◆ TAREFA BREVE: Prossiga o relato sobre as manifestações populares nas ruas do Brasil a partir do ponto em que ele se encerra.

◆ TRECHO FORNECIDO:
Foi belo ver aquele mar de gente nos comícios, comandados pelos grandes líderes
de então: Tancredo Neves, Ulisses Guimarães, Franco Montoro, Leonel Brizola,
Miguel Arraes, Fernando Henrique Cardoso e tantos mais. Menos Lula, que o
boicotou. As multidões gritando e agitando bandeiras foi de arrepiar. Muita
gente chorou, inclusive eu.
Veio
a democracia e novamente eis que se torna imperioso novamente ir para as ruas
após o infausto e irresponsável governo de Fernando Collor de Melo. Estive em
algumas manifestações, mormente quando, em seu louco desvario, ele convocou o
povo para se vestir de preto e sair às ruas para não deixa-lo só. O povo, realmente,
saiu às ruas, mas vestido com a bandeira do Brasil e ele foi deixado só. Seu
impeachment ocorreu logo depois. Livramo-nos da peste.

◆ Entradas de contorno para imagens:
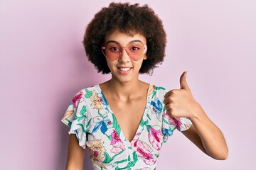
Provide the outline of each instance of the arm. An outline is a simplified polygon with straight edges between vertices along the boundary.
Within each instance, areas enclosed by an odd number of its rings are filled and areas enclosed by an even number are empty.
[[[182,133],[203,152],[220,160],[228,158],[228,149],[220,129],[208,118],[198,104],[194,117],[189,118],[193,125]]]
[[[85,149],[79,146],[75,134],[70,134],[68,144],[66,170],[82,170]]]
[[[186,81],[186,72],[180,79],[181,89],[164,96],[166,113],[174,118],[188,118],[193,125],[183,134],[199,149],[216,159],[226,159],[228,150],[224,137],[193,97]]]

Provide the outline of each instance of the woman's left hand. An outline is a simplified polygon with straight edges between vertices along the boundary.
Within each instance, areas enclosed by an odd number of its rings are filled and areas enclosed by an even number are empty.
[[[180,89],[171,90],[164,96],[164,103],[166,113],[174,118],[193,118],[201,108],[195,101],[186,81],[187,72],[184,72],[180,78]]]

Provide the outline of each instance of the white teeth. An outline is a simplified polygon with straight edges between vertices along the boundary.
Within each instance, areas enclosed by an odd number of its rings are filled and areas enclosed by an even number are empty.
[[[128,70],[129,70],[131,68],[119,68],[119,69],[121,71],[124,71],[124,72],[127,72]]]

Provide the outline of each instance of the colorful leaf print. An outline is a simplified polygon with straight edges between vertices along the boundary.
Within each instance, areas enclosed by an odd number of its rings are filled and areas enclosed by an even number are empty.
[[[150,104],[151,106],[151,110],[154,113],[156,114],[157,119],[161,121],[161,113],[163,110],[163,104],[161,103],[160,100],[156,98],[156,102],[154,101],[151,101],[150,102]]]
[[[188,119],[166,114],[162,103],[166,92],[164,88],[149,86],[144,113],[132,141],[122,134],[99,85],[78,93],[62,121],[70,127],[70,134],[76,135],[79,145],[89,148],[94,169],[154,169],[168,137],[175,129],[191,125]]]

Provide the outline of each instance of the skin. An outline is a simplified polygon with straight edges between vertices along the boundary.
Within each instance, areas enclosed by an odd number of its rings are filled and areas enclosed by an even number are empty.
[[[107,41],[117,41],[122,47],[134,40],[146,44],[146,38],[140,34],[131,37],[118,31],[109,35],[106,39]],[[119,58],[114,61],[106,60],[112,72],[112,79],[100,84],[100,86],[114,113],[122,132],[127,139],[132,141],[146,106],[149,84],[139,79],[139,70],[143,60],[146,60],[146,56],[144,55],[141,60],[134,61],[123,50]],[[128,72],[122,72],[120,67],[131,69]],[[186,81],[186,74],[187,72],[183,72],[180,78],[180,89],[171,90],[165,95],[164,103],[166,113],[171,117],[188,118],[193,125],[182,133],[210,157],[216,159],[226,159],[228,152],[224,137],[193,98]],[[139,91],[134,91],[138,88]],[[117,100],[118,103],[115,102]],[[84,149],[79,146],[75,135],[70,135],[67,169],[82,169]]]

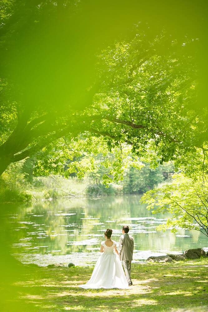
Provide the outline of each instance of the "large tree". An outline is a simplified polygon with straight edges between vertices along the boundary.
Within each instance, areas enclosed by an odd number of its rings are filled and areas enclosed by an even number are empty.
[[[151,12],[144,23],[136,2],[3,2],[0,174],[35,153],[39,170],[56,173],[69,158],[79,171],[80,151],[114,150],[119,173],[127,144],[126,160],[155,165],[203,148],[205,36],[193,12],[179,32]]]

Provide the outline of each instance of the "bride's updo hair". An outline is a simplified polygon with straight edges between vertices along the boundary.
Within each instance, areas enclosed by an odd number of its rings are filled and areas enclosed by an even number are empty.
[[[113,230],[111,230],[110,229],[107,229],[105,232],[105,235],[107,238],[110,238],[112,233]]]

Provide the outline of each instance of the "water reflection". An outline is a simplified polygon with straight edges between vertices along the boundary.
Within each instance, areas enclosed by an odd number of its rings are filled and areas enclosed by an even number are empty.
[[[118,242],[125,224],[134,237],[136,261],[190,248],[206,250],[206,237],[199,232],[156,231],[169,215],[152,215],[140,198],[129,195],[17,204],[13,213],[5,216],[11,228],[12,253],[23,262],[41,265],[93,263],[99,255],[105,229],[113,229],[113,239]]]

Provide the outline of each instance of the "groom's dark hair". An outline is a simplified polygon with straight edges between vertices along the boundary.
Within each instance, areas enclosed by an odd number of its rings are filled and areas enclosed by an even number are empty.
[[[128,225],[124,225],[122,229],[123,230],[124,233],[128,233],[129,230],[129,227]]]

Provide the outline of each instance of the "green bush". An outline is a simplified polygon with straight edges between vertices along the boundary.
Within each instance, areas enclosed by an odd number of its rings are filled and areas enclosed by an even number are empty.
[[[31,200],[32,199],[32,195],[31,194],[25,192],[21,192],[18,194],[17,198],[18,202],[28,202]]]

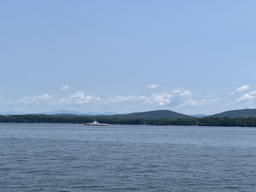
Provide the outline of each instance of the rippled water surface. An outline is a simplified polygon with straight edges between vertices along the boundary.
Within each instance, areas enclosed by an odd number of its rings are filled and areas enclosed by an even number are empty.
[[[1,191],[256,191],[256,129],[0,123]]]

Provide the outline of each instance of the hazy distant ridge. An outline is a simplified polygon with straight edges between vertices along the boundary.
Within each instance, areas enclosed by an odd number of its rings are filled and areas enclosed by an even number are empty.
[[[159,119],[162,118],[168,119],[190,119],[195,118],[184,114],[169,110],[157,110],[144,112],[133,113],[123,115],[110,115],[110,117],[116,118],[131,118],[144,119]]]
[[[210,117],[225,117],[237,118],[244,117],[249,118],[252,117],[256,117],[256,109],[240,109],[225,111],[207,116]]]

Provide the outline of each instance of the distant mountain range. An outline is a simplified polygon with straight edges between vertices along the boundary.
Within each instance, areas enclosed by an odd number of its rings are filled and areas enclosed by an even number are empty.
[[[122,114],[128,114],[127,113],[123,113]],[[9,111],[5,113],[0,113],[0,115],[25,115],[28,113],[26,113],[23,112],[16,113],[14,111]],[[29,113],[29,114],[45,114],[46,115],[57,115],[61,114],[68,114],[73,115],[117,115],[120,114],[118,113],[113,113],[111,112],[106,112],[105,113],[93,113],[89,112],[87,113],[84,113],[80,111],[71,111],[67,110],[66,109],[61,109],[60,110],[55,111],[51,112],[45,112],[38,113]]]
[[[208,116],[209,117],[225,117],[237,118],[245,117],[249,118],[251,117],[256,117],[256,109],[246,109],[232,111],[228,111]]]
[[[195,118],[184,114],[179,113],[169,110],[157,110],[146,111],[123,115],[113,115],[110,117],[116,118],[138,118],[144,119],[159,119],[162,118],[168,119],[190,119]]]
[[[193,115],[188,115],[189,116],[192,116],[193,117],[205,117],[206,116],[209,116],[209,115],[206,115],[206,114],[196,114]]]
[[[0,113],[0,115],[25,115],[27,114],[25,113],[20,112],[15,113],[14,111],[9,111],[5,113]],[[241,109],[232,110],[225,111],[219,113],[217,113],[208,115],[204,114],[197,114],[188,115],[179,113],[169,110],[157,110],[157,111],[146,111],[144,112],[133,113],[131,113],[120,114],[117,113],[106,112],[105,113],[89,112],[83,113],[79,111],[71,111],[65,109],[55,111],[51,112],[44,112],[39,113],[35,114],[45,114],[46,115],[59,115],[68,114],[84,116],[102,116],[106,115],[106,117],[125,118],[155,119],[162,118],[168,119],[188,119],[201,118],[207,116],[209,117],[227,117],[230,118],[236,118],[238,117],[244,117],[248,118],[251,117],[256,117],[256,109]]]

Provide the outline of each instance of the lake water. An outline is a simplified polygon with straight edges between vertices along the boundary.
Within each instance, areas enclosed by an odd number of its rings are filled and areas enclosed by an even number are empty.
[[[254,128],[0,123],[0,191],[256,191]]]

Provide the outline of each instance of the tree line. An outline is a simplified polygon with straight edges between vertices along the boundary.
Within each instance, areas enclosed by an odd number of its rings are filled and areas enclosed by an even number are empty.
[[[95,117],[91,116],[62,116],[42,115],[0,115],[1,123],[78,123],[92,122]],[[105,117],[98,118],[101,123],[112,124],[149,125],[199,126],[239,126],[256,127],[256,118],[249,118],[228,117],[208,117],[182,119],[167,118],[155,119],[119,118]]]

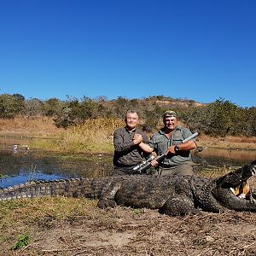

◆ RESPOSTA DA TAREFA:
Vieram
os governos democráticos de Itamar Franco e FHC. Não me senti mobilizado para
participar de qualquer ato, mesmo por que os atos de mobilização popular, então
existentes, eram os do Partido dos Trabalhadores, com sua reivindicação de
ética, justiça social, pão e trabalho para todos. Votei em FHC nas duas vezes
em que foi presidente. Ao final de seu segundo mandato, eu estava decepcionado
por não terem sido realizadas todas as reformas necessárias: a política, a
fiscal, a agrária, a educacional e a da saúde. A segurança pública e a
infraestrutura da nação estavam em frangalhos. Votei no Lula, em 2002. Ledo
engano, amargo pesadelo. Uma decepção total, pois tudo o que ele e seu partido
pregaram não era colocado em ação. Era só fisiologismo, propaganda, mentiras e
tudo continuava na mesma. Aí veio o escândalo do Mensalão, o maior de nossa
história. Lula e seu partido se comportaram da forma que todos sabem:
vergonhosa. Nas eleições de 2006, sua vitória nas urnas foi um tapa em meu
rosto. Revoltado eu estava, revoltado fiquei. Em 2010, eleição de Dilma
Rousseff, o poste. Nova decepção. Eu achava que as coisas iriam perdurar
daquela forma por décadas. Eu estava totalmente desacreditado de nossas
instituições. Veio o julgamento do Mensalão, brotando em mim novas esperanças.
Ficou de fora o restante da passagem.